**Description of the task**
Continue the Form 8-K filing about Dana Holding Corporation's agreement with its Executive Chairman, starting after its last sentence.
··· Text section
Delaware   1-1063   26-1531856
(State or other jurisdiction of incorporation)   (Commission File Number)   (IRS Employer
        Identification Number)
3939 Technology Drive, Maumee, OH 43537
(Address of principal executive offices) (Zip Code)
(419) 887-3000
(Registrant’s telephone number, including area code)
Check the appropriate box below if the Form 8-K filing is intended to simultaneously satisfy the filing obligation of the registrant under any of the following provisions:
o Written communications pursuant to Rule 425 under the Securities Act (17 CFR 230.425)
o Soliciting material pursuant to Rule 14a-12 under the Exchange Act (17 CFR 240.14a-12)
o Pre-commencement communications pursuant to Rule 14d-2(b) under the Exchange Act (17 CFR 240.14d-2(b))
o Pre-commencement communications pursuant to Rule 13e-4(c) under the Exchange Act (17 CFR 240.13e-4(c))
 
 

 


 

Item 5.02 Departure of Directors or Certain Officers; Election of Directors; Appointment of Certain Officers; Compensatory Arrangements of Certain Officers.
Dana Holding Corporation (“Dana”) agreed to terms with John M. Devine to remain as its Executive Chairman. Under the one-year agreement that becomes effective January 1, 2010, Mr. Devine will receive an annual base salary of $1 million and be eligible for a 2010 Annual Incentive Plan target payment of $1.5 million (“AIP Payment”). Dana will reimburse Mr. Devine for travel from his home residence. This benefit is limited to commercial aircraft. Either party may terminate this agreement upon 90 days notice. Mr. Devine will be eligible for executive severance which includes his base salary through December 31, 2010 and an AIP Payment based on 2010 actual year-end results.
······
··· Given entries
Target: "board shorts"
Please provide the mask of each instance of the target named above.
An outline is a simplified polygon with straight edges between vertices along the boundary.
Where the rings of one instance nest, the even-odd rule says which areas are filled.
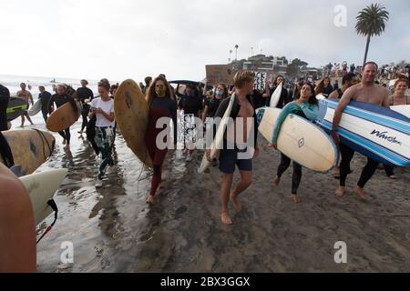
[[[238,158],[238,154],[246,153],[248,150],[239,149],[235,146],[233,149],[224,147],[220,152],[220,170],[225,174],[233,174],[235,172],[235,165],[240,171],[252,170],[252,158]]]

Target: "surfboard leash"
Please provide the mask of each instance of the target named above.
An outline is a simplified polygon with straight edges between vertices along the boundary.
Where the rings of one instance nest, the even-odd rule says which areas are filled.
[[[53,223],[47,227],[47,229],[46,229],[46,231],[43,233],[43,235],[41,235],[40,238],[38,238],[36,245],[38,245],[38,243],[44,238],[44,236],[46,236],[46,234],[48,234],[54,227],[54,225],[56,225],[56,222],[57,220],[58,217],[58,207],[56,204],[56,202],[54,201],[54,199],[50,199],[47,201],[47,205],[53,209],[54,211],[54,221]]]
[[[46,135],[40,131],[40,130],[38,130],[38,129],[34,129],[37,134],[38,134],[38,135],[40,135],[40,138],[41,138],[41,142],[43,143],[43,155],[44,155],[44,158],[45,158],[45,160],[46,160],[47,159],[47,156],[46,156],[46,145],[47,145],[47,146],[48,146],[48,149],[49,149],[49,151],[50,151],[50,155],[51,155],[51,153],[53,153],[53,149],[51,148],[51,146],[50,146],[50,143],[48,143],[48,140],[47,140],[47,138],[46,137]]]

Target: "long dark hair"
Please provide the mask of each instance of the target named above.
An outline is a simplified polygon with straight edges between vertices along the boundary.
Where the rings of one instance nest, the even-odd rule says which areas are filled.
[[[316,99],[316,95],[314,94],[314,87],[313,87],[313,85],[311,83],[309,83],[309,82],[303,83],[303,85],[302,85],[302,87],[301,87],[301,90],[298,92],[298,95],[297,95],[297,98],[296,98],[296,99],[299,99],[299,98],[301,97],[302,88],[303,85],[309,85],[309,86],[311,87],[311,92],[312,92],[312,96],[309,97],[309,101],[308,101],[308,102],[309,102],[310,104],[313,105],[317,105],[319,103],[318,103],[318,101],[317,101],[317,99]]]
[[[149,106],[151,105],[152,100],[155,97],[158,97],[157,92],[155,92],[155,85],[158,81],[162,81],[165,85],[165,96],[170,98],[170,89],[169,89],[169,84],[168,84],[168,81],[163,76],[159,75],[154,79],[154,81],[151,82],[151,85],[149,85],[149,88],[148,89],[147,94],[147,103]]]

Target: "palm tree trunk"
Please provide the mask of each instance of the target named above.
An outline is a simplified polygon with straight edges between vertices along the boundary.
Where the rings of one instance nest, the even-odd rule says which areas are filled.
[[[367,53],[369,52],[369,45],[370,45],[370,35],[367,35],[366,50],[364,51],[364,59],[363,61],[364,68],[364,64],[366,64],[366,61],[367,61]]]

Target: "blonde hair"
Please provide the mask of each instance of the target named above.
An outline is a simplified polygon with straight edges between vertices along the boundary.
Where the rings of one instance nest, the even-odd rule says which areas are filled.
[[[243,87],[246,83],[251,82],[255,78],[255,74],[251,71],[239,71],[233,77],[233,85],[238,89]]]
[[[405,79],[405,78],[399,78],[397,81],[395,81],[395,86],[393,87],[393,90],[394,91],[395,91],[396,89],[397,89],[397,86],[398,86],[398,85],[400,84],[400,83],[405,83],[405,85],[407,85],[407,87],[408,87],[408,80],[407,79]]]

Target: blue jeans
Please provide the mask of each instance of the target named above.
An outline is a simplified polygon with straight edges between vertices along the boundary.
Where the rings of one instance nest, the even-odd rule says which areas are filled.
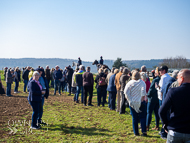
[[[75,99],[75,101],[78,101],[80,91],[81,91],[81,103],[83,103],[83,96],[84,96],[83,95],[84,94],[83,86],[77,86],[77,92],[76,92],[76,99]]]
[[[44,96],[42,96],[42,102],[39,106],[39,113],[38,113],[38,123],[42,122],[42,115],[43,115],[43,106],[44,106]]]
[[[11,95],[11,83],[7,83],[6,95]]]
[[[27,87],[27,84],[28,84],[28,80],[24,80],[24,92],[26,92],[26,87]]]
[[[42,104],[41,102],[35,102],[35,101],[29,101],[29,104],[32,106],[33,113],[32,113],[32,127],[37,127],[37,119],[38,119],[38,114],[39,114],[39,108],[40,105]]]
[[[15,89],[14,92],[18,92],[18,81],[15,81]]]
[[[109,91],[109,97],[110,97],[109,108],[111,110],[115,110],[116,92]]]
[[[104,106],[105,101],[106,101],[106,95],[107,95],[107,90],[106,88],[98,88],[97,89],[97,100],[98,100],[98,106],[102,103],[102,106]],[[101,102],[101,99],[103,98],[103,101]]]
[[[141,102],[140,113],[137,113],[131,106],[129,106],[133,120],[133,132],[135,135],[139,135],[138,122],[140,118],[142,133],[146,133],[146,103]]]
[[[152,112],[154,111],[155,120],[156,120],[156,126],[159,127],[160,118],[159,118],[159,115],[158,115],[158,110],[159,110],[159,103],[148,102],[146,126],[150,125],[151,120],[152,120]]]
[[[60,80],[55,79],[54,80],[54,94],[56,94],[57,86],[58,86],[58,92],[59,92],[59,94],[61,94],[61,82],[60,82]]]
[[[190,134],[178,133],[169,130],[167,143],[190,143]]]

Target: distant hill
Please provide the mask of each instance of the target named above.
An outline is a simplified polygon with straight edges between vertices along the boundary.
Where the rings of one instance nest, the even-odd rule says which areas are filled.
[[[50,68],[59,65],[60,68],[64,68],[68,65],[72,65],[72,62],[77,62],[74,59],[60,59],[60,58],[21,58],[21,59],[5,59],[0,58],[0,69],[4,67],[26,67],[31,66],[37,68],[38,66],[46,67],[49,65]],[[190,60],[189,60],[190,61]],[[148,69],[152,69],[153,66],[158,66],[162,59],[151,59],[151,60],[124,60],[124,63],[128,65],[130,69],[140,68],[142,65],[146,65]],[[92,65],[92,62],[82,61],[83,65],[90,66],[93,73],[97,72],[96,66]],[[112,67],[114,60],[104,60],[104,63],[110,68]]]

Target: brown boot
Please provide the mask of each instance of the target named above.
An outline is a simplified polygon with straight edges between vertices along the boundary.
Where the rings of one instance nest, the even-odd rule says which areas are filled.
[[[155,126],[154,128],[152,128],[152,130],[159,131],[159,126]]]

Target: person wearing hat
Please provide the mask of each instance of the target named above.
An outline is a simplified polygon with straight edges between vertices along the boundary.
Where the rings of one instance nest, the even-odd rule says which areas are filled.
[[[159,68],[157,67],[155,70],[155,78],[153,79],[150,88],[148,90],[148,103],[147,103],[147,118],[146,118],[146,128],[147,131],[149,130],[151,121],[152,121],[152,112],[154,111],[155,115],[155,121],[156,121],[156,126],[155,128],[152,128],[152,130],[159,130],[159,120],[160,117],[158,115],[158,110],[159,110],[159,99],[158,99],[158,92],[155,88],[155,84],[159,83],[160,81],[160,73],[159,73]]]
[[[102,57],[102,56],[100,57],[100,64],[101,64],[101,65],[104,64],[104,60],[103,60],[103,57]]]
[[[79,67],[80,65],[82,65],[82,60],[81,60],[80,57],[79,57],[79,58],[78,58],[77,67]]]
[[[13,69],[8,69],[6,72],[6,83],[7,83],[7,90],[6,90],[6,96],[12,96],[11,95],[11,84],[13,83],[13,79],[15,75],[13,74]]]

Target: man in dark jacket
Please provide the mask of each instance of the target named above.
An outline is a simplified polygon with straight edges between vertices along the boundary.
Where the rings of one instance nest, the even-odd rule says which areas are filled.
······
**Task result**
Gary L. Convis informed Dana of his intention to retire as Vice Chairman of Dana as well as resign from the Board of Directors of Dana effective December 31, 2009. In connection with his retirement, Mr. Convis has agreed to serve as a special consultant to our President and Chief Executive Officer at a rate of $850,000 per annum paid quarterly effective January 1, 2010. Mr. Convis will be eligible for an incentive payment of up to $950,000 per annum paid quarterly upon meeting certain business objectives set by our President and Chief Executive Officer. Dana will reimburse Mr. Convis for reasonable expenses related to his services to Dana. Mr. Convis is subject to certain confidentiality and non-compete restrictions. The agreement may be terminated by either party upon 60 days prior written notice.
On December 16, 2009, Dana issued a press release regarding the disclosures above. A copy of the press release is attached hereto as Exhibit 99.1.
ITEM 9.01. FINANCIAL STATEMENTS AND EXHIBITS.
     (d) Exhibits.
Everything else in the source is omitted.